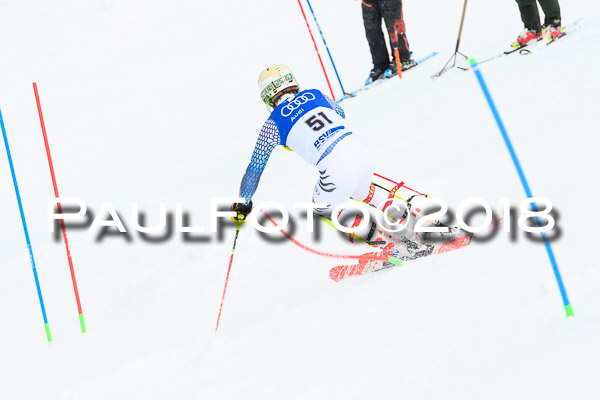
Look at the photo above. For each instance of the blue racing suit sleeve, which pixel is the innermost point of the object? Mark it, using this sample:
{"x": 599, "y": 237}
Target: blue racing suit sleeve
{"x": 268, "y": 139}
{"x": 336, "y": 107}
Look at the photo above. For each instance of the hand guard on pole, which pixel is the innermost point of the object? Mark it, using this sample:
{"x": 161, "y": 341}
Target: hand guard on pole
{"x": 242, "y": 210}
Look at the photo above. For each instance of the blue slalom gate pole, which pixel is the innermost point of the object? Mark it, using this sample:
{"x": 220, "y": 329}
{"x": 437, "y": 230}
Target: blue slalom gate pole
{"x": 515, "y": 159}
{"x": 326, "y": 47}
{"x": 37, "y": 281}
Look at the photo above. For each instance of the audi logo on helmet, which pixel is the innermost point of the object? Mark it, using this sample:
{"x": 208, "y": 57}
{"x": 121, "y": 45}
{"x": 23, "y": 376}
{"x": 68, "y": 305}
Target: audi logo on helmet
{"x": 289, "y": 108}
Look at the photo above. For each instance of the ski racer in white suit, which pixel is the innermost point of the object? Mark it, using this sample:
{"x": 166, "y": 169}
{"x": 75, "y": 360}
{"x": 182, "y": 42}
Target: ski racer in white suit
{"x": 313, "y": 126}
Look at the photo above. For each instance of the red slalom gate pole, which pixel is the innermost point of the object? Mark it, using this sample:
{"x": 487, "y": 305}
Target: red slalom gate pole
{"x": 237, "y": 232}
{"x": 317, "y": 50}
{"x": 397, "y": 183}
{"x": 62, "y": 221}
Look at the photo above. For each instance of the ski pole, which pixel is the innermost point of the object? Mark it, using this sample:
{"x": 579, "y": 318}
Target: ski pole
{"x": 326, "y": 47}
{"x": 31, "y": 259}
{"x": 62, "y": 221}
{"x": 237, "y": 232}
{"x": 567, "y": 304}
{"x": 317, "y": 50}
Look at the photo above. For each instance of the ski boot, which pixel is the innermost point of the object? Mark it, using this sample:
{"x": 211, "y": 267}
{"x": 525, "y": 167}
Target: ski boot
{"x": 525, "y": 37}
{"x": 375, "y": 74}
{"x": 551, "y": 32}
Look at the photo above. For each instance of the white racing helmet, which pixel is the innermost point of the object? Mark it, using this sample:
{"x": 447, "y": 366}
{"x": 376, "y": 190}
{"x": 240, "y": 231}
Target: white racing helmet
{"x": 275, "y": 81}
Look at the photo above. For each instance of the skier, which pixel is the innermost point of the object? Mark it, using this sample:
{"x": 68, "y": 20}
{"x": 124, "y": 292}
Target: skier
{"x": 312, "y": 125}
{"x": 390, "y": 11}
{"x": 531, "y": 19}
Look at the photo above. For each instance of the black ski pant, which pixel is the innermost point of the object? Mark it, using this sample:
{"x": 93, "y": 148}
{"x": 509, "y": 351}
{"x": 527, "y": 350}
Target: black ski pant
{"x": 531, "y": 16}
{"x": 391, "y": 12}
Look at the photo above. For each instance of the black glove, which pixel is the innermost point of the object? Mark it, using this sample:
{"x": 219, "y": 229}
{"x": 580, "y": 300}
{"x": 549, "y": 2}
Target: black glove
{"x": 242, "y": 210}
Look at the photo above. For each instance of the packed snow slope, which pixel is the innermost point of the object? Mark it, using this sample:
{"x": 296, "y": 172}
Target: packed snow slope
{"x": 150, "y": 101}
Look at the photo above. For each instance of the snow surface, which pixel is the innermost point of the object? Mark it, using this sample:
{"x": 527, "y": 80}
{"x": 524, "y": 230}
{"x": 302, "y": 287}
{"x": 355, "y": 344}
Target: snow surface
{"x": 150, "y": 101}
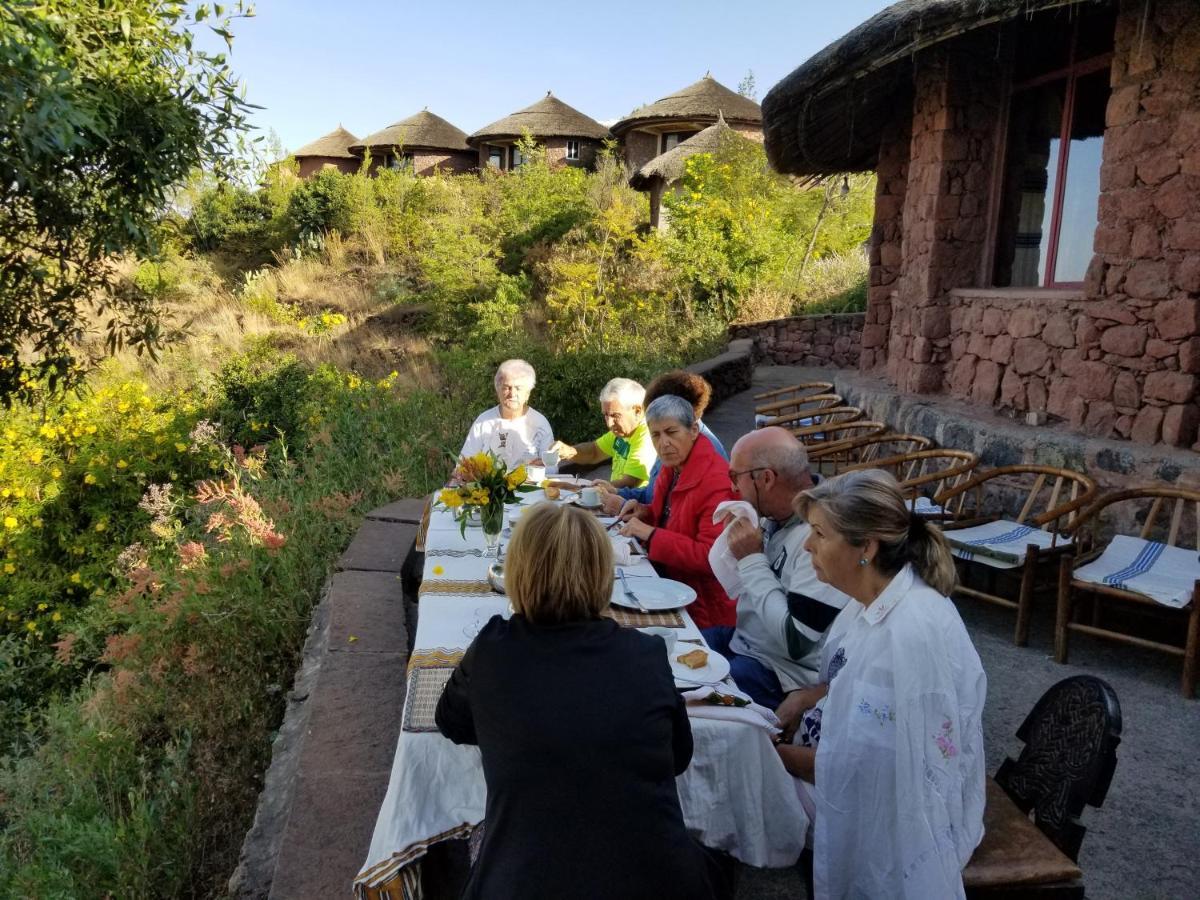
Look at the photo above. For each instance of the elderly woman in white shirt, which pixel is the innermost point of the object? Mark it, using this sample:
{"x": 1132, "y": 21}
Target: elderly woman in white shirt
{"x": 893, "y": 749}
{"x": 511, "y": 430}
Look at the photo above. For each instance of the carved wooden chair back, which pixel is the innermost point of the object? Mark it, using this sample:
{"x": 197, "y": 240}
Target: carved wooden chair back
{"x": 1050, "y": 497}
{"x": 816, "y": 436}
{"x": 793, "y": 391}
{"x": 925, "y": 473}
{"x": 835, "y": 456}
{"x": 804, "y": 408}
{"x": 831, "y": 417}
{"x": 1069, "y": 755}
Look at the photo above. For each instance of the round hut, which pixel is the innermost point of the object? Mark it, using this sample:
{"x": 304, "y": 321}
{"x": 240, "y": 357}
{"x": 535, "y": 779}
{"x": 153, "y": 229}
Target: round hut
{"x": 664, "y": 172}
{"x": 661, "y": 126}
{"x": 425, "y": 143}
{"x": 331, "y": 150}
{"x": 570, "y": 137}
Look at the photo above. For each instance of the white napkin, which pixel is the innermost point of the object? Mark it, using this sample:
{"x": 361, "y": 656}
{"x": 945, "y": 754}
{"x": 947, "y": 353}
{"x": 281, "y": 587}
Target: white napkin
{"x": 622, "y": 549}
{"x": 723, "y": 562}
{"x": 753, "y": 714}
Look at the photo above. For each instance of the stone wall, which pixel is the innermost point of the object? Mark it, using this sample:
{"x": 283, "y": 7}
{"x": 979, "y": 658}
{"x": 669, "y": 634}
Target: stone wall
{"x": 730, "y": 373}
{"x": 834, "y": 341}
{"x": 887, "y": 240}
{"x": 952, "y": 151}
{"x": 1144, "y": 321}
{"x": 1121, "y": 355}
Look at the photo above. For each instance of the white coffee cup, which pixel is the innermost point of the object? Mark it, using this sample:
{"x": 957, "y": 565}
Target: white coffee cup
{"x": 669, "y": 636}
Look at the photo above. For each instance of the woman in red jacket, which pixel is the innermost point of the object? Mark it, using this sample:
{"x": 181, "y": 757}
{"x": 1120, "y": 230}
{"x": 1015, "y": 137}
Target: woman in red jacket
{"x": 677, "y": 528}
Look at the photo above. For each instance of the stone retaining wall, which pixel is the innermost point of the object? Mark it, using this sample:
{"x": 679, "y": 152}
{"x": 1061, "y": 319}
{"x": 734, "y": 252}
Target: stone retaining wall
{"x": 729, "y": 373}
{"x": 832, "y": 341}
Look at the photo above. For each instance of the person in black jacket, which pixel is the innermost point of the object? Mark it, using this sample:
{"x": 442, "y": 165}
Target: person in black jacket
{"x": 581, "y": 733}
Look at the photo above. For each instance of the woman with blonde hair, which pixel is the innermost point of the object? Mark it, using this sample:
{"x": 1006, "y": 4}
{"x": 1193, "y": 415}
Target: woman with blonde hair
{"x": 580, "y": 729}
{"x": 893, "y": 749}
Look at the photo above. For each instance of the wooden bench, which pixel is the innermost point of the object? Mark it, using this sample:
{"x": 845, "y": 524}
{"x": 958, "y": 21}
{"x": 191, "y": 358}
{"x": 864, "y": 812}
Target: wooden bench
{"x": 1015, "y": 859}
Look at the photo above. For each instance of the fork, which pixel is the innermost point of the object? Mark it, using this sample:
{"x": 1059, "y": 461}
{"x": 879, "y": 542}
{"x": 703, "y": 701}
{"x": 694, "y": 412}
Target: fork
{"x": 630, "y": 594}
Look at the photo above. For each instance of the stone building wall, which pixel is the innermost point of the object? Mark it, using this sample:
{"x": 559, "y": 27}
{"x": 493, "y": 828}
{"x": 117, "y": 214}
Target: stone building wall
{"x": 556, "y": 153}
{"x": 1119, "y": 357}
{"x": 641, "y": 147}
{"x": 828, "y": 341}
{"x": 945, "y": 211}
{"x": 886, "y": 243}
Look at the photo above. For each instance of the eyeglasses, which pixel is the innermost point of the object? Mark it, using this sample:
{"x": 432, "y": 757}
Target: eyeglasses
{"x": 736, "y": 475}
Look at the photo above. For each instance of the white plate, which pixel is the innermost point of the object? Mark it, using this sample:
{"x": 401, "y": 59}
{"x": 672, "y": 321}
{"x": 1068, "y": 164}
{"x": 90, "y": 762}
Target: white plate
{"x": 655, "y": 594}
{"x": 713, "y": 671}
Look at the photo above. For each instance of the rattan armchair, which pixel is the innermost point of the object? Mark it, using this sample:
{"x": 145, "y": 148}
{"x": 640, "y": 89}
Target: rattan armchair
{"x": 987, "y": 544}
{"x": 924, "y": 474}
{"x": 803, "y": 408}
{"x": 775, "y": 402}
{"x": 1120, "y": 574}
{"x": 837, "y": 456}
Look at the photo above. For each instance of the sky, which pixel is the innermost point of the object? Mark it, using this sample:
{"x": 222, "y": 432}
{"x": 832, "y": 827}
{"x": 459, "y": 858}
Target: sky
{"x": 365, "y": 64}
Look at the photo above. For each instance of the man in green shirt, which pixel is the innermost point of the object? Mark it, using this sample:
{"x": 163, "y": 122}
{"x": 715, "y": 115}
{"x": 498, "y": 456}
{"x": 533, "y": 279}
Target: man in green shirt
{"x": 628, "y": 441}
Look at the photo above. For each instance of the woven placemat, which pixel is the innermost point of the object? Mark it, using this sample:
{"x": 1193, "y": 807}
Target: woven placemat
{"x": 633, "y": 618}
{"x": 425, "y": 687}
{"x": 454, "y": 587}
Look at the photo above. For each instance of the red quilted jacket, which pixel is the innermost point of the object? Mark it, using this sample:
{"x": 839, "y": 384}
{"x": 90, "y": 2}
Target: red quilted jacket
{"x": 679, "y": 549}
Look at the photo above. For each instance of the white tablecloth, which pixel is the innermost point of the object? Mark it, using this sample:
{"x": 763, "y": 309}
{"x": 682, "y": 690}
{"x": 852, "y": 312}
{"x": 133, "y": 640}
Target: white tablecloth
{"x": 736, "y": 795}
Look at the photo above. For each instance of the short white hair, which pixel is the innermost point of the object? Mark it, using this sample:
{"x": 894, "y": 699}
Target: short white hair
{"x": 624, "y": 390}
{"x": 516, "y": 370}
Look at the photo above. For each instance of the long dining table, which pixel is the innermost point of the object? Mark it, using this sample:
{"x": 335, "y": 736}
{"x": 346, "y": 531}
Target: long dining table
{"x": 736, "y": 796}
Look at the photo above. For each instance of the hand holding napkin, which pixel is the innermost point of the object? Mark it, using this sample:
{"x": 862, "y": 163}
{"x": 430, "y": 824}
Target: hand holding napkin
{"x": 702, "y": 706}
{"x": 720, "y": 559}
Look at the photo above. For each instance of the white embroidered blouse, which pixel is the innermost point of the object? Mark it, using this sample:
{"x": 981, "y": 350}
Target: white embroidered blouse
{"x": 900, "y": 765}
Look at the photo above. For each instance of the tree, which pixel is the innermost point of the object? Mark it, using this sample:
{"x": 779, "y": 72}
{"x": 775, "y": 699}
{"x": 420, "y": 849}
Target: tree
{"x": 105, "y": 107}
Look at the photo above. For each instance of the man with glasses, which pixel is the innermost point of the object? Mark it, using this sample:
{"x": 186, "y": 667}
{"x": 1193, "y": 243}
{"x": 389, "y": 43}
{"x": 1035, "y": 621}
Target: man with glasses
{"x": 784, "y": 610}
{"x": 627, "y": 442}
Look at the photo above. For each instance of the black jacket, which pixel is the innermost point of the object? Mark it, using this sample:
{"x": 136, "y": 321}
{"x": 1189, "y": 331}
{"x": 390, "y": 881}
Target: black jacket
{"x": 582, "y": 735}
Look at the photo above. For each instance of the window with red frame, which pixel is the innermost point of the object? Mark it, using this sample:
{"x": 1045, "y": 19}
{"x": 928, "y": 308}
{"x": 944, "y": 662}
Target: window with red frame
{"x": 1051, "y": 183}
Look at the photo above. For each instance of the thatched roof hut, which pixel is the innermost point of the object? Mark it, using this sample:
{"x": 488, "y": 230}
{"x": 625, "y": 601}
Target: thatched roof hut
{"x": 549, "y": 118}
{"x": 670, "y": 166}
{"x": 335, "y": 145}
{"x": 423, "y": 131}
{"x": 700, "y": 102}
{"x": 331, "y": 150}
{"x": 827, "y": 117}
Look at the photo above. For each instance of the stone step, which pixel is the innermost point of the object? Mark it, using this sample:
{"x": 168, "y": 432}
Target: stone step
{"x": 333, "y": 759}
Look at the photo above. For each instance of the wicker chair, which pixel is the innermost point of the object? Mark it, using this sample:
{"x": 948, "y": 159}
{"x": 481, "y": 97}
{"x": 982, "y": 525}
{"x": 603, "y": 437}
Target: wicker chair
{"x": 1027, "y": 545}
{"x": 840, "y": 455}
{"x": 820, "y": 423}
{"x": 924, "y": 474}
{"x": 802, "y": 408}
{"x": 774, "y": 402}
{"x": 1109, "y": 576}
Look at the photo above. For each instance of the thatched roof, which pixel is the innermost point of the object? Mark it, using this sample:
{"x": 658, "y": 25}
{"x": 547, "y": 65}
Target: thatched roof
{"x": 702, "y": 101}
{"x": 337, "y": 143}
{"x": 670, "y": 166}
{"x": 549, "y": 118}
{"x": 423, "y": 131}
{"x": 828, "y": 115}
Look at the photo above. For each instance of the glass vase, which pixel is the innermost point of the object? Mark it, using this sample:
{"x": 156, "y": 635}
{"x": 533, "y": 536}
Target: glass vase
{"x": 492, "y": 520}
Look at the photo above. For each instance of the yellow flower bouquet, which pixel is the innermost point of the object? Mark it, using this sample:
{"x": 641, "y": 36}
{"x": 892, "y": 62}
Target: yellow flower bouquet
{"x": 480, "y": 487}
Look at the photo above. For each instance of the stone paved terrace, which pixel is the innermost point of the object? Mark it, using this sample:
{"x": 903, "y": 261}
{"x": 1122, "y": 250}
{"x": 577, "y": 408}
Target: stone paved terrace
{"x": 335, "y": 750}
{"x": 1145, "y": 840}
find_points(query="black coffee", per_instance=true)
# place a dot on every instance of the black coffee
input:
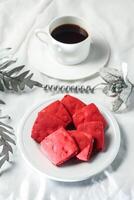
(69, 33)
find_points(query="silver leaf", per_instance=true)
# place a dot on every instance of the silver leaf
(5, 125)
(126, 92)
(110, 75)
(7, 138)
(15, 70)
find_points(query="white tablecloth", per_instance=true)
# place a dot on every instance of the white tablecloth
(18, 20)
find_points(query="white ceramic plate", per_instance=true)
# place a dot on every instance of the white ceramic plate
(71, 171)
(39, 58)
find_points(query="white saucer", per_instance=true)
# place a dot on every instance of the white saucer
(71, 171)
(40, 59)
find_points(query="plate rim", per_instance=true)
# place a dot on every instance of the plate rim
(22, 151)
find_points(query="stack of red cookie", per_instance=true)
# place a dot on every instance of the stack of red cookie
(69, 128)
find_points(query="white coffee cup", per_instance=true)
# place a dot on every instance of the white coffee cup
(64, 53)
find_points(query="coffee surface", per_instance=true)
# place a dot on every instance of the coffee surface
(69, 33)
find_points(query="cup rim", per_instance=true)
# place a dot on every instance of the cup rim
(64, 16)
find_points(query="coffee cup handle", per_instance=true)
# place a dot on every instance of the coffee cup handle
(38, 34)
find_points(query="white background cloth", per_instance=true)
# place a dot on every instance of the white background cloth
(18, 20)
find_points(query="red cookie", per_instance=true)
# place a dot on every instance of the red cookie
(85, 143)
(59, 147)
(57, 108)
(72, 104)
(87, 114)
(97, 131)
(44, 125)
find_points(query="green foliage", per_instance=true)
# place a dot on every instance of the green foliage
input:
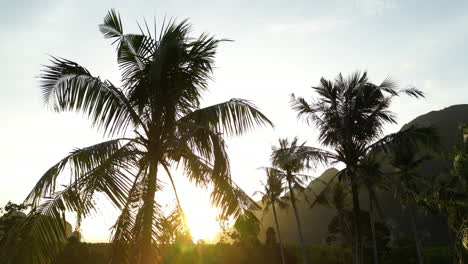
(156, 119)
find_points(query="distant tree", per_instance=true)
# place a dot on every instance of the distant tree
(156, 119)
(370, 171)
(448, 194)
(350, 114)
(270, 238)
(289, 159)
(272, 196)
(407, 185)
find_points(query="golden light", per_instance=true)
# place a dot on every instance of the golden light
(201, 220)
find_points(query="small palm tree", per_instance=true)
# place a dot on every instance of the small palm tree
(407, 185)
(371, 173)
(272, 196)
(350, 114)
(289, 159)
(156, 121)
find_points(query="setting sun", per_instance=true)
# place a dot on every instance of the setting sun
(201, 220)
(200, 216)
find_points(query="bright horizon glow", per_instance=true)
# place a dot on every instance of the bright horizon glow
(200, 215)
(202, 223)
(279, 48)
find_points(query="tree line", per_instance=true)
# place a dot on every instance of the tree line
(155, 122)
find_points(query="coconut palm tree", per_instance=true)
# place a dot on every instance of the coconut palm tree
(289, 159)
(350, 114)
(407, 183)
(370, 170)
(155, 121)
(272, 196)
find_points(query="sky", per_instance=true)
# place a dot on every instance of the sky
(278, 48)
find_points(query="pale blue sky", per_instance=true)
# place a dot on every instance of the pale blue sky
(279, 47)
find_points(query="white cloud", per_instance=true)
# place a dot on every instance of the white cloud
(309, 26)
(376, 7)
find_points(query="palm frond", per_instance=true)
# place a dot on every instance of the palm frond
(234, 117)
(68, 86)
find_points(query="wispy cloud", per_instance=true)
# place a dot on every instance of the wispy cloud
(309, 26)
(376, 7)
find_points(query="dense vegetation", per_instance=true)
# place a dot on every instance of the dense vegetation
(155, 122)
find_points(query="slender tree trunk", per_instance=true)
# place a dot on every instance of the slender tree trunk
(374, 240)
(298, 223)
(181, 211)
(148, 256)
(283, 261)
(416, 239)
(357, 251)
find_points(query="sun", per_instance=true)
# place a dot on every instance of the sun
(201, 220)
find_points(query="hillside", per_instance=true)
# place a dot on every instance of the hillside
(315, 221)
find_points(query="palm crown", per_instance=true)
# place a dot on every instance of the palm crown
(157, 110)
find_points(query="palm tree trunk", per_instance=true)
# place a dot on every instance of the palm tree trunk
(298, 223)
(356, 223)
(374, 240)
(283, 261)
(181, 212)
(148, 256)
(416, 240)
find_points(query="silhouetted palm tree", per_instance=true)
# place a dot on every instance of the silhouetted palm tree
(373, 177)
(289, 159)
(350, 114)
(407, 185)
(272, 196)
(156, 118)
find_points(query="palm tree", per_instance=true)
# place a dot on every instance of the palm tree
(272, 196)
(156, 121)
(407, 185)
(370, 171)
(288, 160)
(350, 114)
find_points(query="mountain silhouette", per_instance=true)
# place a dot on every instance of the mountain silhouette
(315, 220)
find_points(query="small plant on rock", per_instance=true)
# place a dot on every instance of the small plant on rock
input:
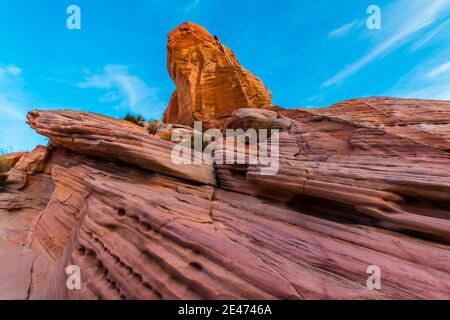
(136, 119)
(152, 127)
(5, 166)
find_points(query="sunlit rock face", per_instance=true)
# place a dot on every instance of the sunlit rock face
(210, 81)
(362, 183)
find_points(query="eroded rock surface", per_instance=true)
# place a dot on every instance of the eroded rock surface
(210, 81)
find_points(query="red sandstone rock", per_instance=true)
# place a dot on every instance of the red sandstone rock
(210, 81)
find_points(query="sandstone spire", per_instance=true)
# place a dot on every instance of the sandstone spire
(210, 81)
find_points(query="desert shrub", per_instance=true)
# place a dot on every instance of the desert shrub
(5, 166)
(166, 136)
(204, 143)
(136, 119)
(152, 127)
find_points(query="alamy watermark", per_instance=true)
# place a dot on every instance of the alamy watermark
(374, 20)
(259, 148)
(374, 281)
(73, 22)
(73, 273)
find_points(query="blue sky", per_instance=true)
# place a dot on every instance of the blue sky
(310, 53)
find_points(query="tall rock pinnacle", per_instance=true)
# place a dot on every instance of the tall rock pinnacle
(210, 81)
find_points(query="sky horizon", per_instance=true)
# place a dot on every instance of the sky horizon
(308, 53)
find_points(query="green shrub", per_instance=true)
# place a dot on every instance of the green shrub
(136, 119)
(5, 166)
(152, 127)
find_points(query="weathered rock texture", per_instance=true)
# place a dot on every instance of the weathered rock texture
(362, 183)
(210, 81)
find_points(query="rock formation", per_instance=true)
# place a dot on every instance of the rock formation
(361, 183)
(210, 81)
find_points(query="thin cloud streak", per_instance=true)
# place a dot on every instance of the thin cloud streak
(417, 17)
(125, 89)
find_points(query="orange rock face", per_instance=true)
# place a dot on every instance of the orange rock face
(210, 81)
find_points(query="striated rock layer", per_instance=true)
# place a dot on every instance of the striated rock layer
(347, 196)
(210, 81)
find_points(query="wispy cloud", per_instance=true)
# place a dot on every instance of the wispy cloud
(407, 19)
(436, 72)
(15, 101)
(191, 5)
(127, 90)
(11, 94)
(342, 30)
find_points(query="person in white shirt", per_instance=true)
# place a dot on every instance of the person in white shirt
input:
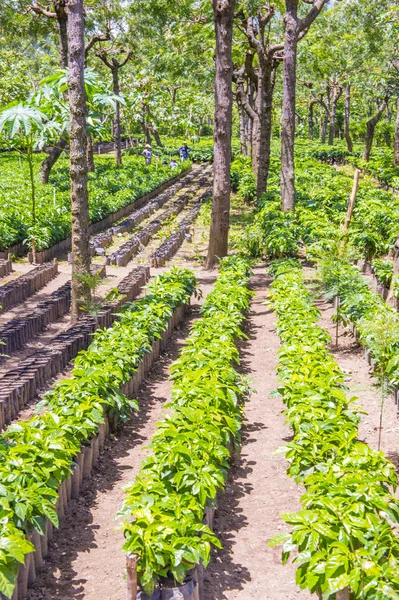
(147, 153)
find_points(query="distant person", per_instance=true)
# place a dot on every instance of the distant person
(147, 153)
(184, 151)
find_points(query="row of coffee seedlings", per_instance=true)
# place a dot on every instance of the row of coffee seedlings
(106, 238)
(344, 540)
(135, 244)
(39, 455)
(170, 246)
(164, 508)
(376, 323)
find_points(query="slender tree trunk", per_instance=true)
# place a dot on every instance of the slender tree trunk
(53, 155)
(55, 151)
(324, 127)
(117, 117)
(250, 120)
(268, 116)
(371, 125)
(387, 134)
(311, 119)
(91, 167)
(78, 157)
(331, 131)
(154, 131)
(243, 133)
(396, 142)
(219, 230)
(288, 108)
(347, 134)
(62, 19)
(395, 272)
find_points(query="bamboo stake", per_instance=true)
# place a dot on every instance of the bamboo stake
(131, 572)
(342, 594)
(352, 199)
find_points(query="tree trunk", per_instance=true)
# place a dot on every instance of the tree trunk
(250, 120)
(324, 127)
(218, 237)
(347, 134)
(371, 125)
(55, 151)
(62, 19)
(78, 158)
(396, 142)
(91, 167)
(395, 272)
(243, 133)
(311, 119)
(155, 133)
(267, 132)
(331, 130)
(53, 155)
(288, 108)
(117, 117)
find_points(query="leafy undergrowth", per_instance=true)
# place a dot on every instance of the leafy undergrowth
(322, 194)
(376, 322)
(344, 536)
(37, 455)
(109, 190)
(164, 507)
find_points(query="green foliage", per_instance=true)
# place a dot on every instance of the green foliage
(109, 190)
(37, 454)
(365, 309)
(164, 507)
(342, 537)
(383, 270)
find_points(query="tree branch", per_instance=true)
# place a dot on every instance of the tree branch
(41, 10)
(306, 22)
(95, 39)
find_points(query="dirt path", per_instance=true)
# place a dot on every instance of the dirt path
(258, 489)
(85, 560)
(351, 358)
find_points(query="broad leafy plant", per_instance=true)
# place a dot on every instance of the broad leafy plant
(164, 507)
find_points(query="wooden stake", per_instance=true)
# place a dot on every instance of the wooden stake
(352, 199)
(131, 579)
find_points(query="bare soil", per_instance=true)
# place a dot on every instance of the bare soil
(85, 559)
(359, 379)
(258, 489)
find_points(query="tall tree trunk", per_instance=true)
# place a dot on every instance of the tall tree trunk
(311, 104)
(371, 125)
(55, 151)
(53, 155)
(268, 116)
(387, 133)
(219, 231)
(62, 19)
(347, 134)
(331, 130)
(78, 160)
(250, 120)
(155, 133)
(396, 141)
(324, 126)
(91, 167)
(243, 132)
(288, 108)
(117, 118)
....................
WHAT YOU HAVE TO DO:
Here the job is to set down exactly the lines of the material above that fall between the one with "the white embroidered" and the one with "Look at the photo above. For each instance of the window", inclusive, and nothing beyond them.

ANSWER FOR THE TASK:
Look at the photo above. For each instance of the white embroidered blouse, which pixel is the innermost point of the object? Mark it, using this sample:
{"x": 981, "y": 350}
Target: white embroidered blouse
{"x": 900, "y": 765}
Look at the photo above. For each instance of the tree, which pixel is the innermost point of the object? Mark it, using this sample:
{"x": 779, "y": 72}
{"x": 775, "y": 699}
{"x": 420, "y": 849}
Target: tree
{"x": 105, "y": 107}
Look at the photo above. For each instance of the man with glasses, which pixel is the innermost point of the object? Mark it, using this sample:
{"x": 186, "y": 667}
{"x": 1193, "y": 243}
{"x": 389, "y": 43}
{"x": 1035, "y": 621}
Target: man with glasses
{"x": 784, "y": 610}
{"x": 627, "y": 442}
Look at the photo above. For each instance of the black jacket, which pixel is the innermost point of the object? Mark it, using this sample:
{"x": 136, "y": 321}
{"x": 1189, "y": 331}
{"x": 390, "y": 881}
Target: black jacket
{"x": 582, "y": 735}
Look at the photo above. For each instance of the window with red frame, which pixel is the innermost point of the object? Mark it, using this sample:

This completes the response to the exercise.